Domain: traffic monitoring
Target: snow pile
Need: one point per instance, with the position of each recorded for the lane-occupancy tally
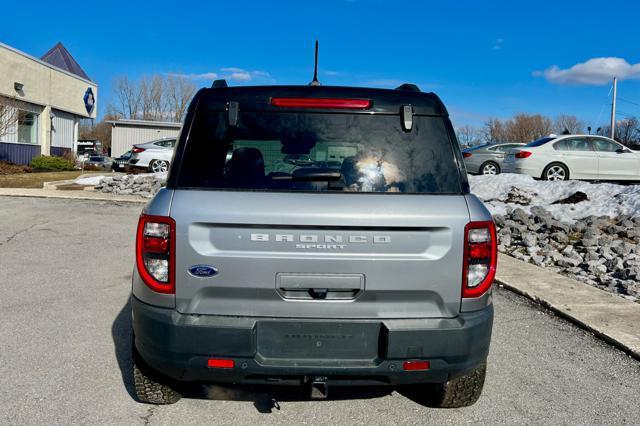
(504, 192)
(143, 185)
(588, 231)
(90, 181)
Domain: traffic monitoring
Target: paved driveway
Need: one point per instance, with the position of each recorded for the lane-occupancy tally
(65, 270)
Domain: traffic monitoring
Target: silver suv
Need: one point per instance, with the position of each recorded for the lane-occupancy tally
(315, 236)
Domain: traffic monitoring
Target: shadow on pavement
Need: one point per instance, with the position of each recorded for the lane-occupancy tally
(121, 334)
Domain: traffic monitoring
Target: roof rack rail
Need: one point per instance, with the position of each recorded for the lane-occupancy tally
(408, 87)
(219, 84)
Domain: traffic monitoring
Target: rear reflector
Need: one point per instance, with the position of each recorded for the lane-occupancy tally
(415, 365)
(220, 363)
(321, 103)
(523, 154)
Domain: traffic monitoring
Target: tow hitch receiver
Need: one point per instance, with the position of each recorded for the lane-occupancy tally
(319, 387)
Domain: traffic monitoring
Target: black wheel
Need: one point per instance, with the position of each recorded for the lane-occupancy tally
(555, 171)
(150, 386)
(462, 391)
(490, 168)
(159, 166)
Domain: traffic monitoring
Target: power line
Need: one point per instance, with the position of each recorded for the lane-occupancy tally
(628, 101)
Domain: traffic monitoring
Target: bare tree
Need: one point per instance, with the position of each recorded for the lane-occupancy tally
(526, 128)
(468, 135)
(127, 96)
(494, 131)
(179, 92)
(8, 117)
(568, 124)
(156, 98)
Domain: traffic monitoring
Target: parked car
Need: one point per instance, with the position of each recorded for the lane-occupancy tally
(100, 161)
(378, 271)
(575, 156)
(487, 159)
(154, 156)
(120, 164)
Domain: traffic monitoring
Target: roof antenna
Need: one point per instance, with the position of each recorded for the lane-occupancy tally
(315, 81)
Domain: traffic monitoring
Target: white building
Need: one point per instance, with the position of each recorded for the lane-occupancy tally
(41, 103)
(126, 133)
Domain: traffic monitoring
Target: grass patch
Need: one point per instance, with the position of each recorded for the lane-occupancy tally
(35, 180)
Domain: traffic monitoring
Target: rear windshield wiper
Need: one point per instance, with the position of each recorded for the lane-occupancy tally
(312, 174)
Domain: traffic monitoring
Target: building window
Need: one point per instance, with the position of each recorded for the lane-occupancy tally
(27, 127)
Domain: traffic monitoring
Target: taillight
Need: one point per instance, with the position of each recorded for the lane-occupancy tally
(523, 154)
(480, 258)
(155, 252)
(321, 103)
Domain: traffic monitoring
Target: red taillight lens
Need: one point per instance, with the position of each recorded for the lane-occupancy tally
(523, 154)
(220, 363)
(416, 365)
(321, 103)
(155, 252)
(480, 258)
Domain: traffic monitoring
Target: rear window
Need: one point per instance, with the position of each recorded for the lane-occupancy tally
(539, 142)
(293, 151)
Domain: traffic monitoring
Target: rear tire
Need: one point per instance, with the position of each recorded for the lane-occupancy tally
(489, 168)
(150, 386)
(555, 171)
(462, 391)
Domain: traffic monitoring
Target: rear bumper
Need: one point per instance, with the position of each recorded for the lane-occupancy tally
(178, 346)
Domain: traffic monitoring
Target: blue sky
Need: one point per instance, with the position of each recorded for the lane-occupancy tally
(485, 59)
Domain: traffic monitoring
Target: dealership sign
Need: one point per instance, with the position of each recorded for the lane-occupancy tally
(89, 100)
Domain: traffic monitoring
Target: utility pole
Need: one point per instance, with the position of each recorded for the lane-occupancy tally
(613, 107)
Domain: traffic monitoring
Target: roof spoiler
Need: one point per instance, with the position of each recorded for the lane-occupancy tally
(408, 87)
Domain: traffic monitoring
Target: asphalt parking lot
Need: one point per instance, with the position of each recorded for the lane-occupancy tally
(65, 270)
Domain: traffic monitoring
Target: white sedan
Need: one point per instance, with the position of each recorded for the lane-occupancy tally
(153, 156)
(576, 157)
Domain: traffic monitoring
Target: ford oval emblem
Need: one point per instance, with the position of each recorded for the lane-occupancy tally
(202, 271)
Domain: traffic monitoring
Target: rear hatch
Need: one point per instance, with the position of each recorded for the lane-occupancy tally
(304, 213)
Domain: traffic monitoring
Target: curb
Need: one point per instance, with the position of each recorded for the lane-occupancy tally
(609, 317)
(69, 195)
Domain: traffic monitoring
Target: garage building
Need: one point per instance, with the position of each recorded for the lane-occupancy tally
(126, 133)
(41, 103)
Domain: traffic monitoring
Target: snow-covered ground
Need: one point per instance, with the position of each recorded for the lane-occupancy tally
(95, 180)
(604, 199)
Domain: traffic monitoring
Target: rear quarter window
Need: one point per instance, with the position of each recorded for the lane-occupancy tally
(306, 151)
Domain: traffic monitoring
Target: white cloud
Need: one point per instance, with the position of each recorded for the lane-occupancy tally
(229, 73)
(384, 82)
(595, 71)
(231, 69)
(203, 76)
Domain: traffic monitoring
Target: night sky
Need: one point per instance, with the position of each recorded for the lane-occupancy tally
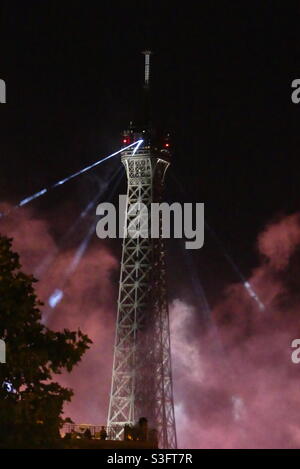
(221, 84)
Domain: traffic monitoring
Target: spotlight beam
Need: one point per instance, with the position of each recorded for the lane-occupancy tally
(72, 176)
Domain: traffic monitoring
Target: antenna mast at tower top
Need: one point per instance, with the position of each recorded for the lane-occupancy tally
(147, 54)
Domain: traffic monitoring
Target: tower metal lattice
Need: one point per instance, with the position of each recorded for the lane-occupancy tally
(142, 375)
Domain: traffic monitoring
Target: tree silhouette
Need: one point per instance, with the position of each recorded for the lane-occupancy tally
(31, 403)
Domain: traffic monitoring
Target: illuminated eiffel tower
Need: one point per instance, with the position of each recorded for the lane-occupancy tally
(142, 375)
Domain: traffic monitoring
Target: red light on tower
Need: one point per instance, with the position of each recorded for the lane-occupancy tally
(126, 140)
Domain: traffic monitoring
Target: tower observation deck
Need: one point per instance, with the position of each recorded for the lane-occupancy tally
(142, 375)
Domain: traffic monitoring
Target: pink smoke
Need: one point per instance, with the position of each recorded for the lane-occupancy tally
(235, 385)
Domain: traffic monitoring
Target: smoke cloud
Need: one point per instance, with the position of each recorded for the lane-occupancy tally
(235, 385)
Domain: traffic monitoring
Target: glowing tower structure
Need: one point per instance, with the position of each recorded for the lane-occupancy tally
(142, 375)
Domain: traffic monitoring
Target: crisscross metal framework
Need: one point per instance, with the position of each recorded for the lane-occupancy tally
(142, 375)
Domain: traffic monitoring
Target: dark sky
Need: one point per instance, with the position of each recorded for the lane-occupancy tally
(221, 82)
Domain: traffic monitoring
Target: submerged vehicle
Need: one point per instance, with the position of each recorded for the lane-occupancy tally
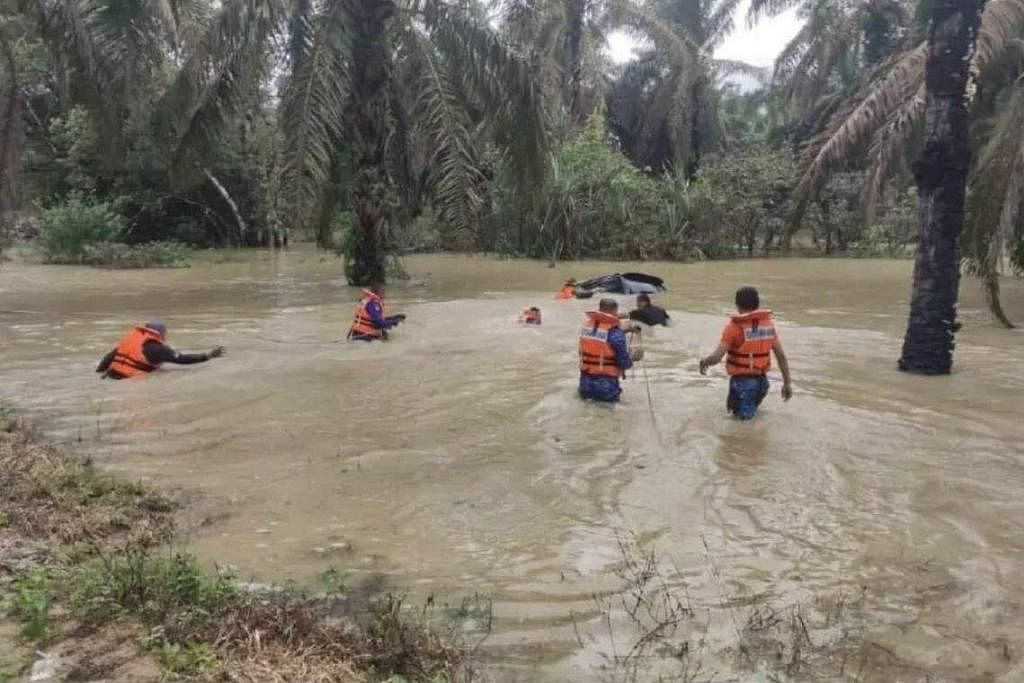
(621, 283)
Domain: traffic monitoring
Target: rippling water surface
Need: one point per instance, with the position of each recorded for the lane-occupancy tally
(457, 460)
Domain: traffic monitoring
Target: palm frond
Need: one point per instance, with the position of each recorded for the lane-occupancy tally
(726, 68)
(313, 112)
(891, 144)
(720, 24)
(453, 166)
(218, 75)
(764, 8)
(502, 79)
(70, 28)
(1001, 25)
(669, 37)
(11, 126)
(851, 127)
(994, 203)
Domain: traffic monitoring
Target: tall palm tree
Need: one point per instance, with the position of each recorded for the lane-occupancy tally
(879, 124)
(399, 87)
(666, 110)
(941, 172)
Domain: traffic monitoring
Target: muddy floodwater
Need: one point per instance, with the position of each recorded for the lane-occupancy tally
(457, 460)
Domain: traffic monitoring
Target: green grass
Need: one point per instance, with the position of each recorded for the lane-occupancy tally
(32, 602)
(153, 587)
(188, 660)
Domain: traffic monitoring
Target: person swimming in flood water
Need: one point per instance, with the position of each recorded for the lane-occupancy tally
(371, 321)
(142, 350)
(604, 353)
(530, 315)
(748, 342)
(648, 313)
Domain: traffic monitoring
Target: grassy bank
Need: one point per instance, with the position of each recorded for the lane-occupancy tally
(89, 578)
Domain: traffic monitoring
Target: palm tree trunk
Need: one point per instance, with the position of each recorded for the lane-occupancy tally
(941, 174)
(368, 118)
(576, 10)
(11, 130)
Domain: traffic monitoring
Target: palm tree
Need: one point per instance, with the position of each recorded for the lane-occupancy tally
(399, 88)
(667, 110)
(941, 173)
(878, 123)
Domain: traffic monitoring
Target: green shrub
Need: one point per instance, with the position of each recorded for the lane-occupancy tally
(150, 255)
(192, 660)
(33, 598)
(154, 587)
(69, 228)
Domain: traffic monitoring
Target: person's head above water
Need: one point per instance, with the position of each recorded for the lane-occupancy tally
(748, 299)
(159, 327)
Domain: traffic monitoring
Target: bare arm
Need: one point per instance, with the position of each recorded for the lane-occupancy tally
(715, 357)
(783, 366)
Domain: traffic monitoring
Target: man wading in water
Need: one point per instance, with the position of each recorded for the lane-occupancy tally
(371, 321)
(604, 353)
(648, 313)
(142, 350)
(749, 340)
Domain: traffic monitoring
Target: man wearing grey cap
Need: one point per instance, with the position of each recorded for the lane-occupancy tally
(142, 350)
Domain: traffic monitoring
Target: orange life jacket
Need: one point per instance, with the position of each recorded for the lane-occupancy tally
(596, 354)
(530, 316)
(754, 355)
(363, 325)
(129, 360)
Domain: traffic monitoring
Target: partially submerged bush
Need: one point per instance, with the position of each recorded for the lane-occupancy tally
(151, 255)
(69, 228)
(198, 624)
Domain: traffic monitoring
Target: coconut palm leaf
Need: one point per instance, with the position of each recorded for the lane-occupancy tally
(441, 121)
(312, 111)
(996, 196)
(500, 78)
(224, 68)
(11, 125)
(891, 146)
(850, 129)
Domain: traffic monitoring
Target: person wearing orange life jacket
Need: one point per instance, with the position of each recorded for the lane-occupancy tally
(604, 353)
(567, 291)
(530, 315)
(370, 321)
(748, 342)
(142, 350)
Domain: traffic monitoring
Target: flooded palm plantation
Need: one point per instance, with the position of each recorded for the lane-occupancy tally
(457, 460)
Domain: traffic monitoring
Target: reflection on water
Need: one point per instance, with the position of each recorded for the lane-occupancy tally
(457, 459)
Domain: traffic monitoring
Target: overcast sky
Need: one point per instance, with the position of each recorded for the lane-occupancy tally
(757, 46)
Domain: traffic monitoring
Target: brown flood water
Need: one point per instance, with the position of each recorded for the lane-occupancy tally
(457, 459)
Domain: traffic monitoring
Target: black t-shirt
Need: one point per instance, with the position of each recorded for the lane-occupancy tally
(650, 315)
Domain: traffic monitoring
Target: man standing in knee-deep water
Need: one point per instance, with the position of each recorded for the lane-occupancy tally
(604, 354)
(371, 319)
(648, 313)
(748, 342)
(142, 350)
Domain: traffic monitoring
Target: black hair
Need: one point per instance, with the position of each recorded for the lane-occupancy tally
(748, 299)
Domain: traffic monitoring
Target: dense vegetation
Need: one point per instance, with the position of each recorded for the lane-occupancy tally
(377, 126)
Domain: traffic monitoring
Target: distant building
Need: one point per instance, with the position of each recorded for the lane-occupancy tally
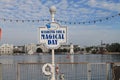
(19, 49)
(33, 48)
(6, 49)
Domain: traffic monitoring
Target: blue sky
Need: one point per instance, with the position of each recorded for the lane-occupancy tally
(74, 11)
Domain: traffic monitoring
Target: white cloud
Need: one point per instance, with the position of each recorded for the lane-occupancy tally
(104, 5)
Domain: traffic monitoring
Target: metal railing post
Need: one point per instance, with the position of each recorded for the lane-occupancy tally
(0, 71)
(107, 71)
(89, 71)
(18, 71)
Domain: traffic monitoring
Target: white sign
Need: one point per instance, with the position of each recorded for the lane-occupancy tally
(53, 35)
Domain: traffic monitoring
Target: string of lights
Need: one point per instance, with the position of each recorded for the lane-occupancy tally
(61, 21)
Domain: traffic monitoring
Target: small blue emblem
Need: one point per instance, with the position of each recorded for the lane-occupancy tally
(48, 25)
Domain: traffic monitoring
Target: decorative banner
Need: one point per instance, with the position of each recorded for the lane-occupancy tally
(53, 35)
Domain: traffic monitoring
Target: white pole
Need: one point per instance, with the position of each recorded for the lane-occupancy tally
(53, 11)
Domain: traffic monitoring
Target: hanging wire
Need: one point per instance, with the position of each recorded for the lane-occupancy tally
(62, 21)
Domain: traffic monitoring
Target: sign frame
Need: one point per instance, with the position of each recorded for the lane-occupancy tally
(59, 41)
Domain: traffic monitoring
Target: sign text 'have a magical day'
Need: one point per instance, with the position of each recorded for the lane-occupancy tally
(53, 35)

^^^^^^^^

• _Problem details_:
Say the number of lines in the listing that hold "submerged", with no added words.

• _Your response_:
2